Periksa apakah tiap pernyataan berikut sesuai dengan esai tentang konstruksi pengetahuan sosial, lalu jawab ya atau tidak beserta kutipan persis dari esai yang menjadi penentunya: (a) Konstruksi pengetahuan sosial menawarkan kebenaran mutlak. (b) Data tanpa jalinan logika disebut hanya deretan angka. (c) Satu fenomena yang menarik sudah cukup untuk membangun pengetahuan.

## KUTIPAN DOKUMEN:
──────────────────────────────

Iklan

Konstruksi Pengetahuan Sosial Sebagai Modal Penelitian

syamsul kurniawan
Monday, September 22, 2025
Last Updated 2025-09-23T05:27:05Z
Premium By Raushan Design With Shroff Templates


 

 

Oleh: Syamsul Kurniawan


Setiap pengetahuan sosial lahir dari sebuah peristiwa yang kelihatan sederhana, tetapi sesungguhnya menyimpan jejaring makna. Ia bukan sekadar catatan atas realitas, melainkan bangunan pemahaman yang dipintal dari berlapis-lapis fenomena. Maka, bila seorang peneliti memulai kerja dengan mengira bahwa fenomena berdiri sendiri, ia telah kehilangan setengah jalan.


Yang disebut konstruksi pengetahuan sosial, adalah bangunan: sesuatu yang disusun, disambung, diikat oleh logika berpikir. Ia mirip sebuah rumah, yang tidak berdiri hanya dengan tiang, tetapi dengan rangka, dinding, dan atap yang terhubung dalam satu kesatuan.


Sebab itu, peneliti sosial dituntut bersikap tidak tergesa-gesa. Sebuah kejadian—misalnya kerusuhan di pasar atau viralnya sebuah isu di media sosial—tidak bisa langsung dipatok sebagai “kebenaran”. Fenomena itu harus dipahami dalam serangkaian tindakan lain yang melingkupinya. Ia bagian dari rangkaian, bukan titik tunggal.


Inilah yang membuat penelitian sosial selalu menggoda: ia tidak pernah selesai hanya dengan menyebut data. Data tanpa jalinan logika hanyalah deretan angka, tanpa nyawa. Peneliti harus memintalnya ke dalam sebuah struktur pengetahuan, agar realitas dapat dipahami bukan sebagai serpihan, melainkan sebagai jalinan yang koheren.


Fenomena adalah bundle of action. Ia adalah ikatan dari berbagai tindakan manusia, dari motivasi tersembunyi, dari kebiasaan lama, hingga dari dorongan ekonomi yang tak kasatmata. Maka, peneliti sosial perlu kepekaan membaca simpul-simpul kecil yang membentuk jaringan besar.


Dari sini kita belajar, konstruksi pengetahuan sosial tidak mengklaim kebenaran mutlak. Yang ia tawarkan adalah kebenaran yang logis. Apakah susunan antar-fenomena itu masuk akal? Apakah ia bisa menjelaskan mengapa masyarakat bertindak seperti ini dan bukan seperti itu? Di situlah ukurannya.

 

Pengetahuan sosial, dengan demikian, bukan cermin realitas. Ia adalah tafsir. Ia menata realitas dalam struktur tertentu, yang barangkali berbeda dari peneliti lain. Tetapi justru di situlah nilainya: ia membuka percakapan, memperluas cakrawala, dan memperdalam pemahaman.


Menghadapi realitas yang kompleks, peneliti memerlukan strategi. Satu fenomena, betapapun menariknya, tidak cukup untuk membangun pengetahuan. Ia harus ditopang oleh fenomena lain, ditautkan oleh konteks, hingga tercipta semacam mosaik yang utuh. Penelitian, karenanya, adalah seni memilih dan merangkai.

──────────────────────────────

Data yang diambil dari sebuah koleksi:
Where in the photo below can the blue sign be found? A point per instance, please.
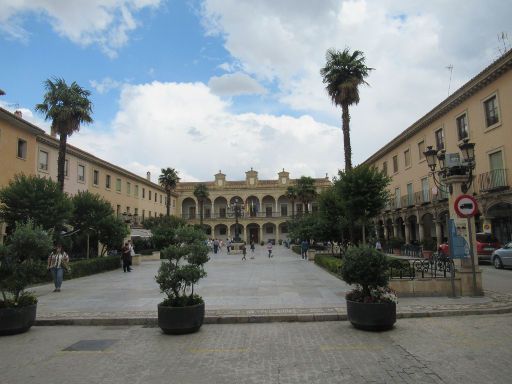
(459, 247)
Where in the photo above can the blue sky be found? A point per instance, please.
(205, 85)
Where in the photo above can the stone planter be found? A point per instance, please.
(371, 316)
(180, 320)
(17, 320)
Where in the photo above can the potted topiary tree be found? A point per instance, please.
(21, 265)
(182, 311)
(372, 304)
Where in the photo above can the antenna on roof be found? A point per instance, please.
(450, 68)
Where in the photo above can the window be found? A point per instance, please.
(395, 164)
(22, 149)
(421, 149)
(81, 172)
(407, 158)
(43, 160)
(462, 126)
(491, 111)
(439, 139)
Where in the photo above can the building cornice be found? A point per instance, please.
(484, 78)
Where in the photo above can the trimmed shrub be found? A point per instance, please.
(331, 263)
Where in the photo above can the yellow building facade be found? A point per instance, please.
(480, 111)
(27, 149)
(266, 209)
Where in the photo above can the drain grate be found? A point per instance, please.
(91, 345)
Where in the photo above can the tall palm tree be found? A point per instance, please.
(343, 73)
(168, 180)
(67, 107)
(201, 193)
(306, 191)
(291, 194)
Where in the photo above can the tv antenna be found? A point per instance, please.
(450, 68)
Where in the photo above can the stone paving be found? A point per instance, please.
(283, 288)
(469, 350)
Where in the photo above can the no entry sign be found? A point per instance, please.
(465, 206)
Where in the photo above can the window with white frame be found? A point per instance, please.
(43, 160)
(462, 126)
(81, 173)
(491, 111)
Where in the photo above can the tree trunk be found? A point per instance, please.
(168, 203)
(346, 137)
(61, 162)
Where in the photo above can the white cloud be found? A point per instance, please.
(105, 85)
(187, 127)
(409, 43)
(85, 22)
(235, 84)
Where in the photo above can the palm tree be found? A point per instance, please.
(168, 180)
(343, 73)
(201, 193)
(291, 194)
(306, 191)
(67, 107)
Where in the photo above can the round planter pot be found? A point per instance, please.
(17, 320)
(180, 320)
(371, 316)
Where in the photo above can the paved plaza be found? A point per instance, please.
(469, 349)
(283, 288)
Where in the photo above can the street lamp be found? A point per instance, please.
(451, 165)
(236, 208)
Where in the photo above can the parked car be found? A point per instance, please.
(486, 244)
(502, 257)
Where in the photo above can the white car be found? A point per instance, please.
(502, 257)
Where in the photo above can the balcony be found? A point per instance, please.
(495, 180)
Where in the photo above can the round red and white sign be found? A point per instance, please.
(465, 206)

──────────────────────────────

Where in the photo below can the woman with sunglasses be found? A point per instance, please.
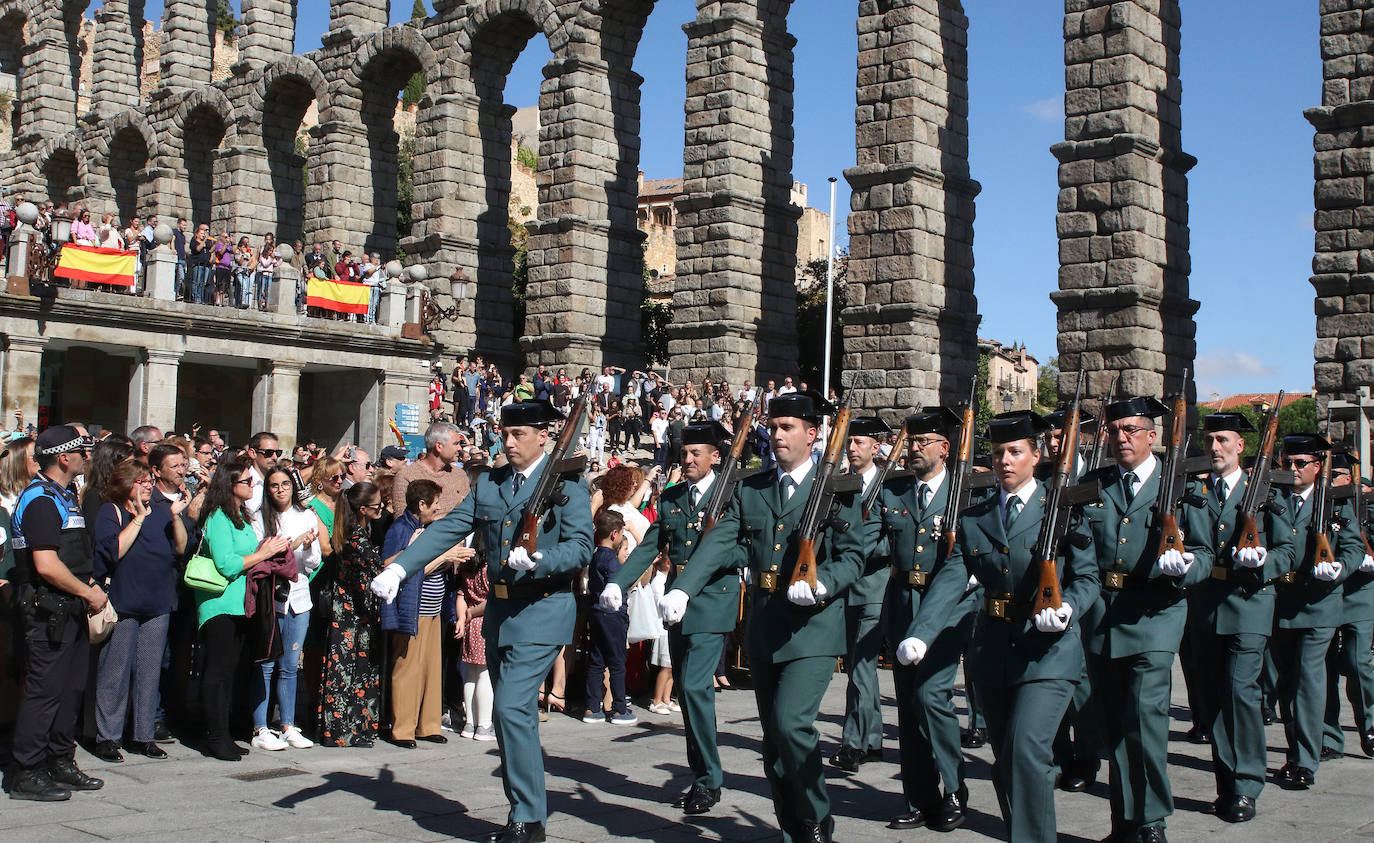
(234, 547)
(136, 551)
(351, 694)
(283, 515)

──────────────────────────────

## JAWABAN TUGAS:
(a) Tidak: "konstruksi pengetahuan sosial tidak mengklaim kebenaran mutlak. Yang ia tawarkan adalah kebenaran yang logis."
(b) Ya: "Data tanpa jalinan logika hanyalah deretan angka, tanpa nyawa."
(c) Tidak: "Satu fenomena, betapapun menariknya, tidak cukup untuk membangun pengetahuan."